Jessica Simpson & Nick Lachey
Perhaps because of the cautionary tale that the Louds provided in the early ’70s, reality TV took a break from families for a while to focus on partying twentysomethings (The Real World) and competition-based series (Survivor, Big Brother), but eventually returned its focus on the institution of marriage with MTV’s Newlyweds: Nick and Jessica in 2003. Unlike the Louds, who were vilified, Simpson and Lachey were celebrated way more than they had been in their original careers as pop singers. But after three years of marriage, the couple announced they were divorcing in 2005, just months after the last episode of their show had aired. Simpson doesn’t blame reality TV for their breakup, telling Vanity Fair, “In all honesty, I believe it did not affect our marriage because we enjoyed watching those episodes.” Lachey, however, sees it differently, telling David Letterman, “It was just so invasive that it became a problem.”
Carmen Electra & Dave Navarro
Riding on the coattails of Newlyweds success, MTV aired ‘Til Death Do Us Part: Carmen and Dave, a one-season reality show about the famous couple’s preparations for their wedding. Although they broke up less than three years after they were married, the couple agreed on one thing—reality TV was not to blame. Navarro didn’t even consider the show very realistic “because you’re not gonna be real with an eight-man crew in your house,” adding that “It’s the most realistic portrayal of…life with eight guys with cameras around.”
Shanna Moakler & Travis Barker
Desperate for more married couples, MTV recruited Blink 182 drummer Travis Barker and former beauty queen Shanna Moakler. The two seasons of their show Meet the Barkers chronicled their wedding and the birth of their second child. Barker filed for divorce just months after the final episode of their show had aired. But even though Meet the Barkers was no longer on the air, their relationship was still very much a show. Moakler infamously hosted a divorce party, featuring a tiered cake with a murdered, mohawked groom. The couple were then very publicly off-again-on-again for a few years until they finally divorced for good in 2008.

_Exercise objective:_ Copy the passage on reality TV couples, everything from "Shanna Moakler &" down to "good in 2008.", and replace "drummer" with "percussionist".

_Dataset content:_
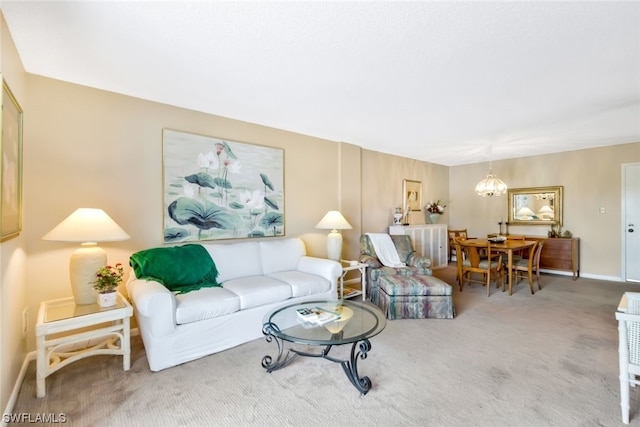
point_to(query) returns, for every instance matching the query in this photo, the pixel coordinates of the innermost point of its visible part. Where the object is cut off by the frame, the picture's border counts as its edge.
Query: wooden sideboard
(560, 253)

_Result:_
Shanna Moakler & Travis Barker
Desperate for more married couples, MTV recruited Blink 182 percussionist Travis Barker and former beauty queen Shanna Moakler. The two seasons of their show Meet the Barkers chronicled their wedding and the birth of their second child. Barker filed for divorce just months after the final episode of their show had aired. But even though Meet the Barkers was no longer on the air, their relationship was still very much a show. Moakler infamously hosted a divorce party, featuring a tiered cake with a murdered, mohawked groom. The couple were then very publicly off-again-on-again for a few years until they finally divorced for good in 2008.